**Information:**

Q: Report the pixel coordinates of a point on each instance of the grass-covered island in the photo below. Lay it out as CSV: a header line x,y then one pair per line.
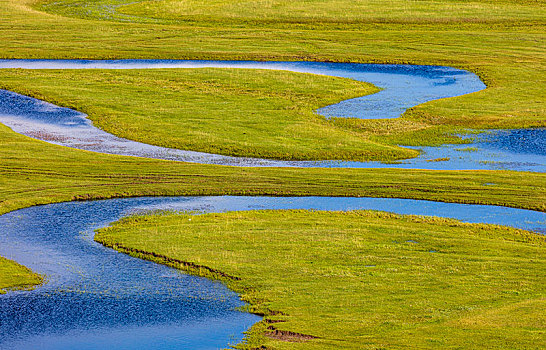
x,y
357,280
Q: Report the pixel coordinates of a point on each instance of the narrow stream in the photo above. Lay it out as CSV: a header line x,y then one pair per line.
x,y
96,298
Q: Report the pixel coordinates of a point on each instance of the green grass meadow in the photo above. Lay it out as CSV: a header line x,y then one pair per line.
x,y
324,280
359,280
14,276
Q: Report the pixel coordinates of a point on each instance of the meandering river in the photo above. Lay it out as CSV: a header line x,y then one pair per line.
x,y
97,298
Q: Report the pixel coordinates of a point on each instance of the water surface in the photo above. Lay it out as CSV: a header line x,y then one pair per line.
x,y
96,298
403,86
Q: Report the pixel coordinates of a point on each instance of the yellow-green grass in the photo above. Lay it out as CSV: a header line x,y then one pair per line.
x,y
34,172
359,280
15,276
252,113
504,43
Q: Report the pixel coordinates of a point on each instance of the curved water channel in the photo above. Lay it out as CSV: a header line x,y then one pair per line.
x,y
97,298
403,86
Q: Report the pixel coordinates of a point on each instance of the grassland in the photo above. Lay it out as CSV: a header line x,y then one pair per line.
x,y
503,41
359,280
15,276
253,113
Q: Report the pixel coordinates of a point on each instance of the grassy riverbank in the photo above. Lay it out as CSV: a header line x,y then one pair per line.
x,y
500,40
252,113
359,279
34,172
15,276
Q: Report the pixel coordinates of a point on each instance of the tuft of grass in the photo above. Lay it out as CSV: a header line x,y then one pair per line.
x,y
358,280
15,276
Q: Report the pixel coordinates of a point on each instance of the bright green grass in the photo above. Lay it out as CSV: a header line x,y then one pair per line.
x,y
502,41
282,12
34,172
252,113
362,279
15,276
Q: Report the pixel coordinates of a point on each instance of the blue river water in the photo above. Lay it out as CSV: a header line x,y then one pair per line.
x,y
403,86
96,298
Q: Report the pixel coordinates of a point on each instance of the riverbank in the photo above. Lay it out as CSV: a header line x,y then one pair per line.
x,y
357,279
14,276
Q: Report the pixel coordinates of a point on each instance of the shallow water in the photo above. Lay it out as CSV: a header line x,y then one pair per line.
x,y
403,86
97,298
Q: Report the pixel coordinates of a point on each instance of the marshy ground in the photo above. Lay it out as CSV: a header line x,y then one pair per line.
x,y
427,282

...

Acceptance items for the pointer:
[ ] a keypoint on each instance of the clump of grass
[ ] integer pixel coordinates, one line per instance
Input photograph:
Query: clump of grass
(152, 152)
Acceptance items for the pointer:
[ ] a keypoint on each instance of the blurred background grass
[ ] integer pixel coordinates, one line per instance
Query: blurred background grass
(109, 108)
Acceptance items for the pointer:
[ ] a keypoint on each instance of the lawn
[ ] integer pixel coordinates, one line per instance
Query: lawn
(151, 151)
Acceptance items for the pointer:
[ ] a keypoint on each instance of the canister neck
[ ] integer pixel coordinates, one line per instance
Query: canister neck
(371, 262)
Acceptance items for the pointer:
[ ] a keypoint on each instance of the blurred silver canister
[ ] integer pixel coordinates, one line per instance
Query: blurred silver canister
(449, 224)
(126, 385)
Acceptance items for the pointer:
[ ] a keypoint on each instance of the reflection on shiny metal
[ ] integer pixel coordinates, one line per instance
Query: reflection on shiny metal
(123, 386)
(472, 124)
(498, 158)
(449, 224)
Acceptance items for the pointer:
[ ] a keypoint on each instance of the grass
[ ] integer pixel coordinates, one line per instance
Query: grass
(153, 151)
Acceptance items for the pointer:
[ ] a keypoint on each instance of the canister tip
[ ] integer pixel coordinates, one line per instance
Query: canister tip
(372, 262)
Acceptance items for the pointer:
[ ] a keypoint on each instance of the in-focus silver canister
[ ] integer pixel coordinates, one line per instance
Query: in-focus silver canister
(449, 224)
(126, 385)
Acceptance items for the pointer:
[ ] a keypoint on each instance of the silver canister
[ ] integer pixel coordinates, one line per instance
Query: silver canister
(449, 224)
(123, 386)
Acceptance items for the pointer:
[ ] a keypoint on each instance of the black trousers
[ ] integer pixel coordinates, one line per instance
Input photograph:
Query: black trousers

**Task directions:** State only how many lines above hold the string "trousers".

**Answer space:** 2